Instruction - Reproduce every line of the data below, requests included, multiplying each x and y coordinate in the answers by 2.3 and rounding to the nearest whole number, with halves rounded up. Leave the numbers in the requests and their format samples unchanged.

Rows -
#####

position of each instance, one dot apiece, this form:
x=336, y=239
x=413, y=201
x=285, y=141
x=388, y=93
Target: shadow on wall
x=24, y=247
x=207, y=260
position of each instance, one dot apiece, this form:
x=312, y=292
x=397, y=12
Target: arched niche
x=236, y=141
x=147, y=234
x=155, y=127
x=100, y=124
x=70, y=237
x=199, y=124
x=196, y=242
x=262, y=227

#####

Output for this exercise -
position of each instance, one dot apiece, this form:
x=336, y=239
x=413, y=201
x=285, y=141
x=388, y=93
Target: shadow on wall
x=55, y=568
x=476, y=598
position of each instance, one dot apiece, this form:
x=312, y=292
x=397, y=12
Target: arched niche
x=543, y=324
x=338, y=538
x=357, y=292
x=230, y=285
x=161, y=545
x=458, y=285
x=451, y=557
x=603, y=522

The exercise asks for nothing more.